Data shown:

:::::

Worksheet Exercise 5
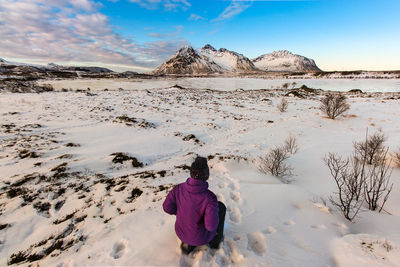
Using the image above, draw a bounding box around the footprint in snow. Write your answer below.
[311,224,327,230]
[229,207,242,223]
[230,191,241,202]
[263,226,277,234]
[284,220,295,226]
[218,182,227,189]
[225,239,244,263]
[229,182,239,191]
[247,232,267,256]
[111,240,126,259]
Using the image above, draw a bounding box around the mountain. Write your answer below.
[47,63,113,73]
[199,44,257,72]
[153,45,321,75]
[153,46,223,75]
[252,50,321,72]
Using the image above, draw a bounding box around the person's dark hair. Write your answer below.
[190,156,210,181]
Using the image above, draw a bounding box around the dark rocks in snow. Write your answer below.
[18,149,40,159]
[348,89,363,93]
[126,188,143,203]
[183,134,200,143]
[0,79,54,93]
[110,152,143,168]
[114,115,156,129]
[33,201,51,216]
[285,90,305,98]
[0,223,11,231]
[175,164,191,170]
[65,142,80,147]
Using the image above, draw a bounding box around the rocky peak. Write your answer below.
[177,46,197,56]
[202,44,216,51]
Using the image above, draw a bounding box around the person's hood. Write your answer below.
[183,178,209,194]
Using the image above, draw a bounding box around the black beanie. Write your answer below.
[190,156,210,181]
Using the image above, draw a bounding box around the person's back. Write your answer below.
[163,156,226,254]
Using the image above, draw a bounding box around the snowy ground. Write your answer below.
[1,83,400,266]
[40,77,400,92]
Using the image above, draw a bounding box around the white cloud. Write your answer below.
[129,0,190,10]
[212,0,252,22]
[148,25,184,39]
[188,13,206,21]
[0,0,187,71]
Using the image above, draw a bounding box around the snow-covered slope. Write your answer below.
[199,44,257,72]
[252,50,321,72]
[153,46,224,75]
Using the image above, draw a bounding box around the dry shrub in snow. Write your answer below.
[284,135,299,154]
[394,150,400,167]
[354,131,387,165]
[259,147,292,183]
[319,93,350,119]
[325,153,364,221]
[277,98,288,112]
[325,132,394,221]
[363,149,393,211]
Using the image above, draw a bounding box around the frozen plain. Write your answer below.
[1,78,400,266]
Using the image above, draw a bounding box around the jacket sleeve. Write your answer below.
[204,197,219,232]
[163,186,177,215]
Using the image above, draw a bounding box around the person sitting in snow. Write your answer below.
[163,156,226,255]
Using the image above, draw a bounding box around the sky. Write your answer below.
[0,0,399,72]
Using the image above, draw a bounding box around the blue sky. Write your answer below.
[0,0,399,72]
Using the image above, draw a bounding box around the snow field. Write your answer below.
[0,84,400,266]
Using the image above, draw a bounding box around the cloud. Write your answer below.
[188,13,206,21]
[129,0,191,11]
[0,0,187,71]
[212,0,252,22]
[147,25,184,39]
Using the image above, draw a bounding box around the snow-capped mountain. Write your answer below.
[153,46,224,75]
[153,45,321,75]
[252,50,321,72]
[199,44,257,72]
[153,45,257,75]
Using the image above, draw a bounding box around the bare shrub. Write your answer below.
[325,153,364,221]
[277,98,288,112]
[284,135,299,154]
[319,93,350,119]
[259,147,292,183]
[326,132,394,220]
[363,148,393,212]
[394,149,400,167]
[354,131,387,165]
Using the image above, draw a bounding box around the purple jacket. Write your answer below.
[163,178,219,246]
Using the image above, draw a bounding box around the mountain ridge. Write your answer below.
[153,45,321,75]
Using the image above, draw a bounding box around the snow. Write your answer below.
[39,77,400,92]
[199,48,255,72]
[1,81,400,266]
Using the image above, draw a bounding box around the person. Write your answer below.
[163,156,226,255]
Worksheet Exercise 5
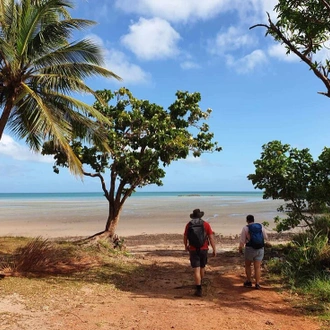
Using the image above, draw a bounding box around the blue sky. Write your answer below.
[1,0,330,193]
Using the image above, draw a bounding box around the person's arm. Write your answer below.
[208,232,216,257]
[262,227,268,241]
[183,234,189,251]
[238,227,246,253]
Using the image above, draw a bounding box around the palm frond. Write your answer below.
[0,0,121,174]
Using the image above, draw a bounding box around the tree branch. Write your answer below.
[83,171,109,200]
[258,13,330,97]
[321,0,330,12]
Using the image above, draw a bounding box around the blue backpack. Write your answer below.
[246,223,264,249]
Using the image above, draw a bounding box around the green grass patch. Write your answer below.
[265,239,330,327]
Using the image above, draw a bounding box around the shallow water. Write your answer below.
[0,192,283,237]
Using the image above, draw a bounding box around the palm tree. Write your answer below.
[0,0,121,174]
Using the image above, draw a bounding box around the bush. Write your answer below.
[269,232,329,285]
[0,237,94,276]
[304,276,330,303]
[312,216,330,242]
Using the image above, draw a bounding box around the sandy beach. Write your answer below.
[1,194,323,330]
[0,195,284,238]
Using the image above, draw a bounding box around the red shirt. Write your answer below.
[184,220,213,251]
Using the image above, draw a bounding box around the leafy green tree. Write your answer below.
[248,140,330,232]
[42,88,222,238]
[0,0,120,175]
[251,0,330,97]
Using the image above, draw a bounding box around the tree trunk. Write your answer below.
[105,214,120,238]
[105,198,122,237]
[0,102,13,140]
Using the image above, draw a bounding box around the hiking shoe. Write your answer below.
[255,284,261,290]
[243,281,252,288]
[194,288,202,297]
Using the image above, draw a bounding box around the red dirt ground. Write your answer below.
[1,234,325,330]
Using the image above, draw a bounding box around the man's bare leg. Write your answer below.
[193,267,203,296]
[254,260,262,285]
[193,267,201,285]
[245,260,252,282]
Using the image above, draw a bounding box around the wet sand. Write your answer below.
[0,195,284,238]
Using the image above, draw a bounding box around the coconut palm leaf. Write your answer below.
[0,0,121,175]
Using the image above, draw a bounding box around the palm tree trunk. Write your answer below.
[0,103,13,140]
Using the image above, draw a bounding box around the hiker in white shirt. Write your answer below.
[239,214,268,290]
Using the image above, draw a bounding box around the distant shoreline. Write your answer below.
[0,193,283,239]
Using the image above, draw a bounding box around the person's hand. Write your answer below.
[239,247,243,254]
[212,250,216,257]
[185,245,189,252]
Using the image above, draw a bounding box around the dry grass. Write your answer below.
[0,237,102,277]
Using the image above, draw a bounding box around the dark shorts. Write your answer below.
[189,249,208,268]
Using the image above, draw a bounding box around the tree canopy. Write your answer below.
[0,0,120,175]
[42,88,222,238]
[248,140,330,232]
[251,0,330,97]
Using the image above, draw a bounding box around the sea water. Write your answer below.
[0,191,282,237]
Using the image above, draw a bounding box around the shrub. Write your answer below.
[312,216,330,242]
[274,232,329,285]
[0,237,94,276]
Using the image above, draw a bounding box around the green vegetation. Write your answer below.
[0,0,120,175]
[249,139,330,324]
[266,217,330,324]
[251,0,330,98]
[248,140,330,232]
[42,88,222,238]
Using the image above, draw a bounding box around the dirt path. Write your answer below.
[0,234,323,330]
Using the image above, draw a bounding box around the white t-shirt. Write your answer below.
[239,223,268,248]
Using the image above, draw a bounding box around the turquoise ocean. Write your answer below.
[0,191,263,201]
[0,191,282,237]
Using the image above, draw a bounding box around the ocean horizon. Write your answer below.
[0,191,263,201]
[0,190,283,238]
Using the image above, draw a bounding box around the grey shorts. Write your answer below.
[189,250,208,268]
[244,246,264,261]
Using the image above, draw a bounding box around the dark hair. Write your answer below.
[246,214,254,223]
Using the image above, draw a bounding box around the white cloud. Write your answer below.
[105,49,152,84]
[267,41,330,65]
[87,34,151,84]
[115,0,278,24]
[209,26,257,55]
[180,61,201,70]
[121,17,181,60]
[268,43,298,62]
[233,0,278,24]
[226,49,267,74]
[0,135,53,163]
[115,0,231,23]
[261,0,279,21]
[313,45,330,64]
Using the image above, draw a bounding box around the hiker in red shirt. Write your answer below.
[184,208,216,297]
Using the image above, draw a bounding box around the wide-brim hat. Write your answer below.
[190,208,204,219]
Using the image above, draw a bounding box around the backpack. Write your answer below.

:::::

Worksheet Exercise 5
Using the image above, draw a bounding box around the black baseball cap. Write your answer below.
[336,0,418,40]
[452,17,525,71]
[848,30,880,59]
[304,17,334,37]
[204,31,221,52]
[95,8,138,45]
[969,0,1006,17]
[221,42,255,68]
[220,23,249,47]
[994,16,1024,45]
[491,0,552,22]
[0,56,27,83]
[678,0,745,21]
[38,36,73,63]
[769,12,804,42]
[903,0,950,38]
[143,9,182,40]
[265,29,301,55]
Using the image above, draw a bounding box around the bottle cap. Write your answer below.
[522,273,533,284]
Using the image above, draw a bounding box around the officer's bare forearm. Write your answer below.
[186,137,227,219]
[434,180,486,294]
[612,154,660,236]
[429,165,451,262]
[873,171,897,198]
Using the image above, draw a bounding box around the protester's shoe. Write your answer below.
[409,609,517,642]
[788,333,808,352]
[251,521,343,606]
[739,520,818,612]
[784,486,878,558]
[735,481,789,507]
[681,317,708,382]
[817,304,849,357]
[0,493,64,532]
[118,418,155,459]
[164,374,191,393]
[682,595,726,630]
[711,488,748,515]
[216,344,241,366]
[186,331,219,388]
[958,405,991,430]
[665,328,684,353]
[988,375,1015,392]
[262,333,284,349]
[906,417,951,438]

:::::

Task statement:
Please, from the entries above, set down exactly the lines from the one containing "Using the image above, draw a bounding box around the wide-brim" through the one containing "Using the image above, draw a bounding box around the backpack.", and only those.

Exercise result:
Using the image above, draw a bounding box around the wide-brim hat. Write your answer below.
[190,208,204,219]
Using the image above, draw a bounding box around the backpack. Write your answer below.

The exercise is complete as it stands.